What you need to do:
Reproduce the listing below in its entirety. Change nothing.

Excerpted records:
*****
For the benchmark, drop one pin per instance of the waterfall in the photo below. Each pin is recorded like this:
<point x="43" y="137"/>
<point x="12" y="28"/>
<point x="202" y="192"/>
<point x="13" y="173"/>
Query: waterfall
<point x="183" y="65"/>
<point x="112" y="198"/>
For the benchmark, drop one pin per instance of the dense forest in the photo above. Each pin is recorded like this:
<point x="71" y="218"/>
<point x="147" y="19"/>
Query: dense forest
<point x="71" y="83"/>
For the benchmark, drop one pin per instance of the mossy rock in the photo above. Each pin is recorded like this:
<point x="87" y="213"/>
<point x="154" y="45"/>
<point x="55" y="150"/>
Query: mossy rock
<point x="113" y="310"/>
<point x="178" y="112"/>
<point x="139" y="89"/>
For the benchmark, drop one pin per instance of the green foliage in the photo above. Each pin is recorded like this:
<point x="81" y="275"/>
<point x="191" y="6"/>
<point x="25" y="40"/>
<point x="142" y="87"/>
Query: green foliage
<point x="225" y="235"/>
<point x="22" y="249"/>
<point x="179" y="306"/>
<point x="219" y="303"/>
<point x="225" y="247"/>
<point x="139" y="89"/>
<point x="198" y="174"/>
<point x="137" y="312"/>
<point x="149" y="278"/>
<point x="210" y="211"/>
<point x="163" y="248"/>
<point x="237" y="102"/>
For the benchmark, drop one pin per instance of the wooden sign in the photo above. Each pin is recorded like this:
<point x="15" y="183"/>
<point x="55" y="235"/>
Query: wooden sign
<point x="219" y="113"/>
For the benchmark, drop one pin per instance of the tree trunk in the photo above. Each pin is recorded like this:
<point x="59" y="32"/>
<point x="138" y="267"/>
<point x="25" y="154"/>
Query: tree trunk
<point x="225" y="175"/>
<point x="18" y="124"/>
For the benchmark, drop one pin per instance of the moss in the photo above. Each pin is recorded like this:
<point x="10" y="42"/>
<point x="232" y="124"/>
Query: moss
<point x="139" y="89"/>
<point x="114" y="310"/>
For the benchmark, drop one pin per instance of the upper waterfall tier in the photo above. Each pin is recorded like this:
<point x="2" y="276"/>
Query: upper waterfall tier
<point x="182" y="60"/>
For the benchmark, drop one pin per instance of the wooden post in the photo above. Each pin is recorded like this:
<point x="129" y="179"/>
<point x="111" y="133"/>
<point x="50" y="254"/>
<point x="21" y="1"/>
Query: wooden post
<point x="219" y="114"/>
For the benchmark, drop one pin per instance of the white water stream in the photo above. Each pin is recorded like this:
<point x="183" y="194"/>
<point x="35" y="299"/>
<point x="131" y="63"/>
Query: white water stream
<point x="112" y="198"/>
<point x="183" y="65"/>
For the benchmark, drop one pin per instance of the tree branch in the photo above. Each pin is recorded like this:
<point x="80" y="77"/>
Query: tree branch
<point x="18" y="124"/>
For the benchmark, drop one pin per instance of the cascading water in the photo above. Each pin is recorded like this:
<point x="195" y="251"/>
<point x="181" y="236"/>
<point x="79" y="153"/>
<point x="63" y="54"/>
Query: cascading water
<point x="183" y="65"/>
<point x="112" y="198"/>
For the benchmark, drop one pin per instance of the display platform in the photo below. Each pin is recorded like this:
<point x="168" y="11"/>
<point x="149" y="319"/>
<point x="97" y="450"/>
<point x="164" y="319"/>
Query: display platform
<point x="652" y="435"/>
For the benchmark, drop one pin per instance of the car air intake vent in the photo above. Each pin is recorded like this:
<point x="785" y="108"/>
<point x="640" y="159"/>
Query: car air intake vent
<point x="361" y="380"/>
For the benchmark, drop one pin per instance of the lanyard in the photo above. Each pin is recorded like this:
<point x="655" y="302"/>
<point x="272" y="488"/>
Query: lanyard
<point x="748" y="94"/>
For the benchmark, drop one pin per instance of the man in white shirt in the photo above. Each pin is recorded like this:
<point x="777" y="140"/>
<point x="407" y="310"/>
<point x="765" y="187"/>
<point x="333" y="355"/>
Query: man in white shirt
*****
Reply:
For the benchmark, drop one pin per instance of the waterfall in the photo below. Each pin is recorded like this:
<point x="43" y="137"/>
<point x="12" y="28"/>
<point x="202" y="192"/>
<point x="13" y="173"/>
Query: waterfall
<point x="183" y="65"/>
<point x="112" y="198"/>
For the benchmark, drop one pin per instance of the dense forest in the photo above. Each pin is recorded like this:
<point x="71" y="218"/>
<point x="147" y="19"/>
Query: dense forest
<point x="71" y="83"/>
For the benchmark, drop one pin per instance of the mossy rock in the photo above. Each pin is recorded like this:
<point x="87" y="213"/>
<point x="154" y="45"/>
<point x="55" y="150"/>
Query: mossy rock
<point x="113" y="310"/>
<point x="178" y="112"/>
<point x="139" y="89"/>
For the benchmark, drop one pin per instance of the green foliage in the photo above. Each pin is recorded like this:
<point x="81" y="275"/>
<point x="191" y="6"/>
<point x="25" y="40"/>
<point x="142" y="87"/>
Query: green foliage
<point x="225" y="235"/>
<point x="22" y="249"/>
<point x="179" y="306"/>
<point x="219" y="303"/>
<point x="225" y="247"/>
<point x="139" y="89"/>
<point x="198" y="174"/>
<point x="137" y="312"/>
<point x="149" y="278"/>
<point x="210" y="211"/>
<point x="163" y="248"/>
<point x="237" y="102"/>
For the benchmark, drop one pin per instance of the wooden sign in the photo above. Each pin is recorded like this:
<point x="15" y="183"/>
<point x="55" y="235"/>
Query: wooden sign
<point x="219" y="113"/>
For the benchmark, drop one pin per instance of the tree trunk in the photo above. Each pin is recorded like this:
<point x="59" y="32"/>
<point x="138" y="267"/>
<point x="25" y="154"/>
Query: tree trunk
<point x="225" y="175"/>
<point x="18" y="124"/>
For the benchmark, drop one pin per instance of the moss in the photo above. Each pin is recorded like this:
<point x="10" y="42"/>
<point x="232" y="124"/>
Query: moss
<point x="139" y="89"/>
<point x="114" y="310"/>
For the benchmark, drop one pin per instance of the upper waterfall tier in the photo above. Each pin is recorded like this:
<point x="2" y="276"/>
Query: upper waterfall tier
<point x="182" y="60"/>
For the benchmark, drop one pin per instance of the wooden post in the photo above. Each pin is recorded like this:
<point x="129" y="179"/>
<point x="111" y="133"/>
<point x="50" y="254"/>
<point x="21" y="1"/>
Query: wooden post
<point x="219" y="114"/>
For the benchmark, drop one pin per instance of the white water stream in the photo above. Each pin is recorded like this:
<point x="183" y="194"/>
<point x="35" y="299"/>
<point x="131" y="63"/>
Query: white water stream
<point x="112" y="198"/>
<point x="183" y="65"/>
For the benchmark, drop one pin per instance of the tree branch in the photo above. Each pin is recorded like this:
<point x="80" y="77"/>
Query: tree branch
<point x="18" y="124"/>
For the benchmark, drop one pin per instance of the cascading water in the photo above. Each pin is recorded like this:
<point x="195" y="251"/>
<point x="181" y="236"/>
<point x="79" y="153"/>
<point x="63" y="54"/>
Query: cascading water
<point x="183" y="65"/>
<point x="112" y="198"/>
For the benchmark, drop one pin per instance of the display platform in the photo below. Each pin is recorded like this:
<point x="168" y="11"/>
<point x="149" y="319"/>
<point x="97" y="450"/>
<point x="164" y="319"/>
Query: display platform
<point x="652" y="435"/>
For the benchmark, drop one pin per instance of the car air intake vent in the photo above. Each pin is recorded like this:
<point x="785" y="108"/>
<point x="640" y="159"/>
Query: car air intake vent
<point x="361" y="380"/>
For the benchmark, drop one pin per instance of the lanyard in the photo above. Each pin is recorded like this:
<point x="655" y="302"/>
<point x="272" y="488"/>
Query: lanyard
<point x="748" y="94"/>
For the benchmark, drop one pin per instance of the man in white shirt in the photo above. Each pin is recorded like this:
<point x="777" y="140"/>
<point x="407" y="310"/>
<point x="765" y="187"/>
<point x="333" y="355"/>
Query: man in white shirt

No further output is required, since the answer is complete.